● **GIVEN EXERCISE**: Repeat only the lines from the one holding "the white column" down to the last line of the listing below, including both of those lines.

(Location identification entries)
■ ■ ■ ■ ■ ■ ■

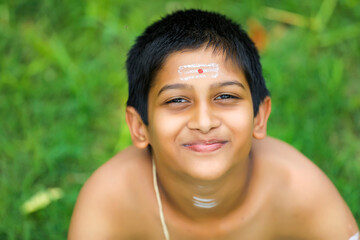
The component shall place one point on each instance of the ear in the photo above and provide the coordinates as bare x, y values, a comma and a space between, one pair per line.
137, 128
260, 121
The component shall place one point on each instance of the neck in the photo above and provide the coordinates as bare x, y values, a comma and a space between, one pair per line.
201, 200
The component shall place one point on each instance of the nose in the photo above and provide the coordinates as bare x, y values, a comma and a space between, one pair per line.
203, 119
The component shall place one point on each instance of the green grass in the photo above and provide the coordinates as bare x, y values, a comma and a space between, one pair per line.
63, 91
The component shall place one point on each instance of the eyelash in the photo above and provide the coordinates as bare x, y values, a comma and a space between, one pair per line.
226, 97
177, 100
219, 97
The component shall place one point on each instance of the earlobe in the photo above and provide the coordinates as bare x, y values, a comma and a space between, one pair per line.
260, 121
137, 128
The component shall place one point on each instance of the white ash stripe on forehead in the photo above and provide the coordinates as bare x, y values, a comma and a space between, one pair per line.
192, 71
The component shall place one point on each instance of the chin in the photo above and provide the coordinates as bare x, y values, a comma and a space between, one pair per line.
207, 170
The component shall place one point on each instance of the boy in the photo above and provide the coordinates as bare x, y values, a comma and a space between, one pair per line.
201, 166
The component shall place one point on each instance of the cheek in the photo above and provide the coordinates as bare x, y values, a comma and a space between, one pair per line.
165, 126
240, 121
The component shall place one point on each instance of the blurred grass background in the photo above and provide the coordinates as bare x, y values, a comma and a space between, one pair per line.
63, 91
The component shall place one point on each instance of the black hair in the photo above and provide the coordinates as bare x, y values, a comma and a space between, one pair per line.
190, 29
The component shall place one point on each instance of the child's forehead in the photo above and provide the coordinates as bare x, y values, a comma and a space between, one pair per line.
202, 57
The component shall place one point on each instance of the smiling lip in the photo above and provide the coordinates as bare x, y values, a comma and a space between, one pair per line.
205, 146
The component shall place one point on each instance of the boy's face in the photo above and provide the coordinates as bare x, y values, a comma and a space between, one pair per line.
200, 114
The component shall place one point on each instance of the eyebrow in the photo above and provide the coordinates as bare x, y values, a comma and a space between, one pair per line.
228, 83
187, 86
174, 86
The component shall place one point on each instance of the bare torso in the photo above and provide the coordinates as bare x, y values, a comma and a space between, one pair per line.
288, 198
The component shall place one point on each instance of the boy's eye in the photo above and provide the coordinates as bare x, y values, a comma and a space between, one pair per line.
177, 100
226, 97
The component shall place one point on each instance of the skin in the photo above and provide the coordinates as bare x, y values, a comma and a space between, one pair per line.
207, 144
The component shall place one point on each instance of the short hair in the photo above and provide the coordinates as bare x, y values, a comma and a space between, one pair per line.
190, 30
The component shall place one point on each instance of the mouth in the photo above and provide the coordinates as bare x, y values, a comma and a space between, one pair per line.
205, 146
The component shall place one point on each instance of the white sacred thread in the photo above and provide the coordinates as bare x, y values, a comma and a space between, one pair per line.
191, 71
355, 237
161, 212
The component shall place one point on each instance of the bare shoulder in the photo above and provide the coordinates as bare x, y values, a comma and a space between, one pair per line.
308, 205
107, 203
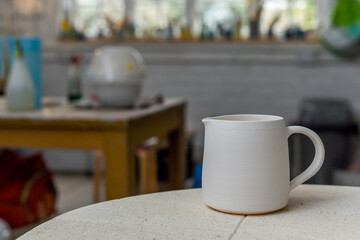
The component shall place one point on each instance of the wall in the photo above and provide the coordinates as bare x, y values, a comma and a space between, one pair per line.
230, 78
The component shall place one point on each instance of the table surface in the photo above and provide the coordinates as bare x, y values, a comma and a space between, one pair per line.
313, 212
57, 109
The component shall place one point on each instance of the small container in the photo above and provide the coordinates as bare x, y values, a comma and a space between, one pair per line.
114, 76
74, 80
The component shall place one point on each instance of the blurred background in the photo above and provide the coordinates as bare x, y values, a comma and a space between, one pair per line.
293, 58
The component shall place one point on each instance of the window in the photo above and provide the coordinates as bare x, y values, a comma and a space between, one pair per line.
93, 17
155, 18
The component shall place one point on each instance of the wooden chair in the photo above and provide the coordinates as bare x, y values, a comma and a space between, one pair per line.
146, 154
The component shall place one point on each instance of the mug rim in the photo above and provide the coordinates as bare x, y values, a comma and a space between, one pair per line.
244, 118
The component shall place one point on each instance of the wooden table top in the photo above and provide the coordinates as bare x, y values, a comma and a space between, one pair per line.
314, 212
57, 110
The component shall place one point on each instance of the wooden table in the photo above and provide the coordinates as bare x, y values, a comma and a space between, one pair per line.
116, 133
314, 212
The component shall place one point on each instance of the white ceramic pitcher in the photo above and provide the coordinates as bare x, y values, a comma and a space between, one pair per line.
246, 163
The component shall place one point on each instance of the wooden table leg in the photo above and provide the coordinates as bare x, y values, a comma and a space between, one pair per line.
120, 166
177, 155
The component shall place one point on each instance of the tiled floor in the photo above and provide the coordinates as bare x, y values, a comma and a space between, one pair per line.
73, 191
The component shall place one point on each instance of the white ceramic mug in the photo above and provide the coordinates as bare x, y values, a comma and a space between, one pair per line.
246, 163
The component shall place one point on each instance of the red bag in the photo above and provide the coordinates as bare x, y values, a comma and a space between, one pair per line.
27, 192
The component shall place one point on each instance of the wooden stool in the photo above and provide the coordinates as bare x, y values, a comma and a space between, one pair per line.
147, 168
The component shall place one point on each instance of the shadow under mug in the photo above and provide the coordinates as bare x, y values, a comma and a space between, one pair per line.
246, 163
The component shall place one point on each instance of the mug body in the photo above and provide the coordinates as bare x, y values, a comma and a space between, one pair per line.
246, 164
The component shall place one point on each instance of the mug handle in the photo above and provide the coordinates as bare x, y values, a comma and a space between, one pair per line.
318, 159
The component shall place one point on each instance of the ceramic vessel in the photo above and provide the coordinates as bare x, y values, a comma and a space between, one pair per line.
114, 76
246, 163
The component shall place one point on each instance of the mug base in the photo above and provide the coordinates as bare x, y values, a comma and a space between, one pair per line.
246, 212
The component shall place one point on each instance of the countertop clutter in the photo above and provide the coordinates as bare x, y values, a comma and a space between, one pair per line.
313, 212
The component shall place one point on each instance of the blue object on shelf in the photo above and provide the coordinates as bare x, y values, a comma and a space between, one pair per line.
198, 176
32, 55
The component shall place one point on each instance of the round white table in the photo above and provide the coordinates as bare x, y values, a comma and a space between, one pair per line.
314, 212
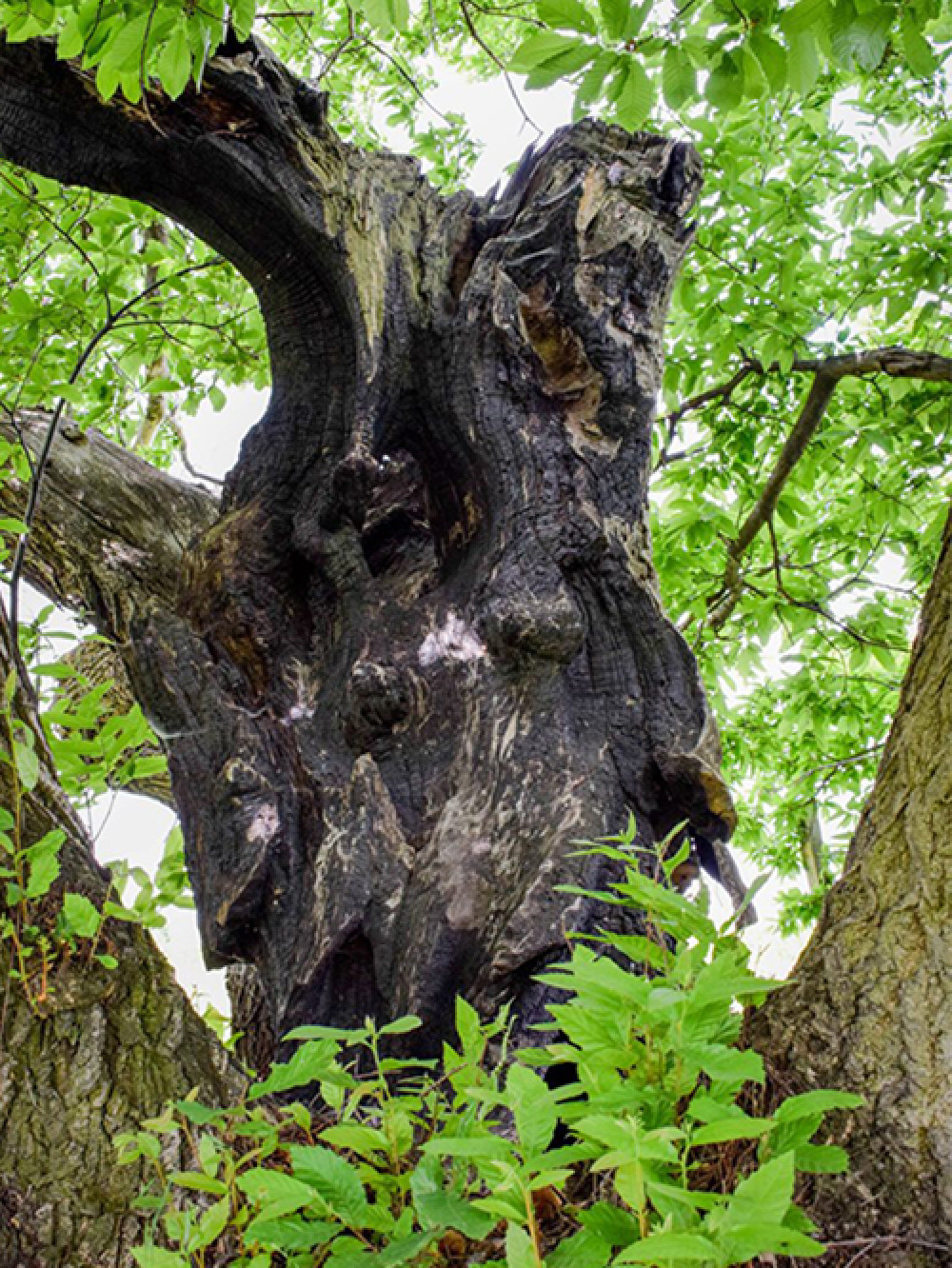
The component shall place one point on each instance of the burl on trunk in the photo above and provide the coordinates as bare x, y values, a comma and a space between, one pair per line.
420, 649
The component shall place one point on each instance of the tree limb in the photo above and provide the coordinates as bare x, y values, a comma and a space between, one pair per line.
828, 371
110, 530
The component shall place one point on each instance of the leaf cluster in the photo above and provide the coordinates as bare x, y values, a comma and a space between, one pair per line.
478, 1157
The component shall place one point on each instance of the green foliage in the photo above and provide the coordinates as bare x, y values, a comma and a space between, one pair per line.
650, 1154
823, 228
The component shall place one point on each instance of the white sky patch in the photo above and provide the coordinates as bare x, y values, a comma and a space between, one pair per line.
454, 642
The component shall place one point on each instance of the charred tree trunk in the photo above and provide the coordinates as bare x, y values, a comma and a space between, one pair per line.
420, 648
870, 1003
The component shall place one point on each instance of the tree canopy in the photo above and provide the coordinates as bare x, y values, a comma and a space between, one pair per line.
802, 446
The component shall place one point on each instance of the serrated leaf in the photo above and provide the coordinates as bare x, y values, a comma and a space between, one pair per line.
756, 1239
275, 1188
822, 1100
661, 1248
198, 1180
532, 1107
822, 1159
679, 77
725, 84
803, 61
772, 57
153, 1257
174, 62
447, 1210
637, 96
81, 916
333, 1179
539, 49
917, 50
210, 1225
519, 1248
764, 1196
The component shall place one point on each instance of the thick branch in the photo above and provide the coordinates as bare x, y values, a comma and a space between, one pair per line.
85, 1051
110, 530
828, 371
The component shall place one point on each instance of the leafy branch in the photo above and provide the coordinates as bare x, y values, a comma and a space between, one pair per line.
826, 374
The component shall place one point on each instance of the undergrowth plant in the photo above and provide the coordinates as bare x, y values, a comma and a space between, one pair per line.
643, 1154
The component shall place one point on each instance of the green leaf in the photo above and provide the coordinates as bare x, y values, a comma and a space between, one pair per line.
772, 57
532, 1107
661, 1248
730, 1129
803, 62
174, 62
565, 14
152, 1257
198, 1180
275, 1188
750, 1240
43, 859
679, 77
440, 1209
860, 39
210, 1225
27, 763
809, 1103
637, 96
519, 1248
539, 49
468, 1146
725, 84
333, 1179
822, 1159
764, 1196
917, 50
80, 916
401, 1026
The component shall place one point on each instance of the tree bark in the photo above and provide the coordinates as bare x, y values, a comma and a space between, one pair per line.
868, 1007
421, 646
85, 1053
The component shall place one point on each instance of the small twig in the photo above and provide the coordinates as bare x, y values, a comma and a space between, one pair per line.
828, 371
46, 449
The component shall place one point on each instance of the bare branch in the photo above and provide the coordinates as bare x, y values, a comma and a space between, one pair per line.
110, 531
828, 371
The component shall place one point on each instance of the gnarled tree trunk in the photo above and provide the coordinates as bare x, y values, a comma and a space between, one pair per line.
420, 646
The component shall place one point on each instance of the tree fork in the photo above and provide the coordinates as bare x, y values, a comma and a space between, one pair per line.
421, 646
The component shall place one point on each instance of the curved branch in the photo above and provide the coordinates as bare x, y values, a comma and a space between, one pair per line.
828, 371
109, 531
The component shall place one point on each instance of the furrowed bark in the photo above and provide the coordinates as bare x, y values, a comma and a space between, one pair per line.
868, 1005
85, 1053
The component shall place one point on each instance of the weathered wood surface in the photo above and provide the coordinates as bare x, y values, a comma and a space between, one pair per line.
420, 646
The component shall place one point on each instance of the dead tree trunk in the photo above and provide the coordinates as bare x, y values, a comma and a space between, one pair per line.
420, 648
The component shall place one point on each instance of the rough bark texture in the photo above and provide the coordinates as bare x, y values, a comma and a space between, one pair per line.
421, 648
870, 1003
91, 1054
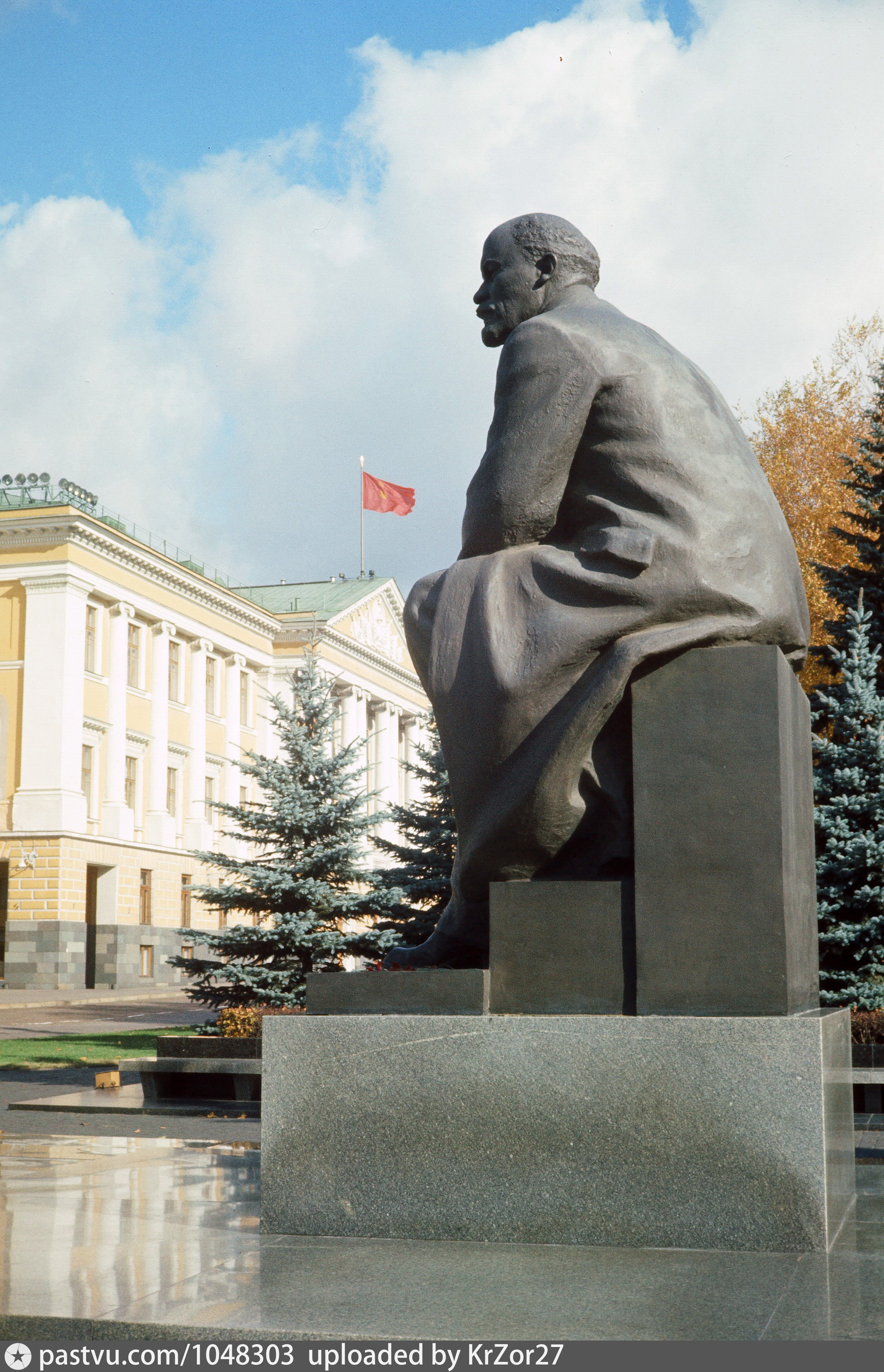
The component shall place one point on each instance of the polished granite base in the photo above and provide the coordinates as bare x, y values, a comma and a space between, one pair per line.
123, 1238
657, 1131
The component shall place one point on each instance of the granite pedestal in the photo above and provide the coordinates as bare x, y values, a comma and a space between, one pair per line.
690, 1132
724, 830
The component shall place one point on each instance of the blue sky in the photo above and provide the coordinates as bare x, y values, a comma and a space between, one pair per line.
239, 239
98, 96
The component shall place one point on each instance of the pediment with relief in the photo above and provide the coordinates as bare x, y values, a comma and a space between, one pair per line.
374, 626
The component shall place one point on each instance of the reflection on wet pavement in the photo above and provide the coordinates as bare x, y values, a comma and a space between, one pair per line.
161, 1235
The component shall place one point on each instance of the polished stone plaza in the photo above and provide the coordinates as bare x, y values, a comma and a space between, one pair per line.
138, 1238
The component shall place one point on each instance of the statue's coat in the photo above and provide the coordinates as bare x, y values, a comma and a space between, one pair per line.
618, 514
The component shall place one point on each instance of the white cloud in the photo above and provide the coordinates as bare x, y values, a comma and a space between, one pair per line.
220, 378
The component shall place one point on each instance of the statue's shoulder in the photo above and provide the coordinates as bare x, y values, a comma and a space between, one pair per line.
563, 333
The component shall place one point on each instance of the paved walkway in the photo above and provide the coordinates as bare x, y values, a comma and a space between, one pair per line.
113, 1238
81, 997
29, 1084
99, 1013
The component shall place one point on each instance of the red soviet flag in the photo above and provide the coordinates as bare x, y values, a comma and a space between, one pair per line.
385, 497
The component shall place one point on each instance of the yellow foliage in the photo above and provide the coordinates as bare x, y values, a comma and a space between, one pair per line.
799, 435
245, 1021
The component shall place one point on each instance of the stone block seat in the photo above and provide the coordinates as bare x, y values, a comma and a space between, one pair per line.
210, 1071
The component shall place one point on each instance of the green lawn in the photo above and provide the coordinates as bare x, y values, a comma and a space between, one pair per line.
73, 1050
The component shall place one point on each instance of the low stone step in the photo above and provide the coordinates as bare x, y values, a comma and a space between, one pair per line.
199, 1079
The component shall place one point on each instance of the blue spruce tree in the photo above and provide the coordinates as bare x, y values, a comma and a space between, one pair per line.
419, 887
304, 877
849, 785
865, 479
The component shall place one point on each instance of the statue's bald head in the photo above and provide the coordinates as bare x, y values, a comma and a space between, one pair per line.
541, 234
526, 267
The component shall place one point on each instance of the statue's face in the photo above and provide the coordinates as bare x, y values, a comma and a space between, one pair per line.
510, 290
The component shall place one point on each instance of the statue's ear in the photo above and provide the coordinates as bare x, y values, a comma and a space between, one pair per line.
546, 268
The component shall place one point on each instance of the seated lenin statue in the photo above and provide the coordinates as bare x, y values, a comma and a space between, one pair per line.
618, 517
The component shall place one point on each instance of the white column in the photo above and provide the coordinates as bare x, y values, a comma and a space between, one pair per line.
117, 819
233, 783
347, 698
197, 828
409, 781
382, 781
55, 640
160, 827
393, 744
360, 730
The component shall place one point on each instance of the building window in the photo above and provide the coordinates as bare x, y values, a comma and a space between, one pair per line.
134, 666
175, 667
86, 776
132, 777
91, 628
145, 899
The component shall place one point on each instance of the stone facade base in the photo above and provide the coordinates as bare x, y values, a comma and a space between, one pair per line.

■ ■ ■ ■ ■ ■ ■

● **WORKED ANSWER**:
The component shall place one point on each instance of the white column in the photo above and provide the coordinates as bare x, y values, a comma and a space between, one pair per line.
117, 819
233, 783
347, 698
197, 828
409, 781
382, 781
55, 640
160, 827
393, 744
360, 730
The component shall place one point on each instance of the building window in the photo above and provide the coordinates as bare x, y values, a comma and a space between, one pair per line.
134, 666
175, 667
86, 776
132, 777
91, 628
145, 899
The component shall place one point on each instance of the stone facade base in the photo above and provide the coordinates as bare x, y values, a comma and a space between, one pair per line.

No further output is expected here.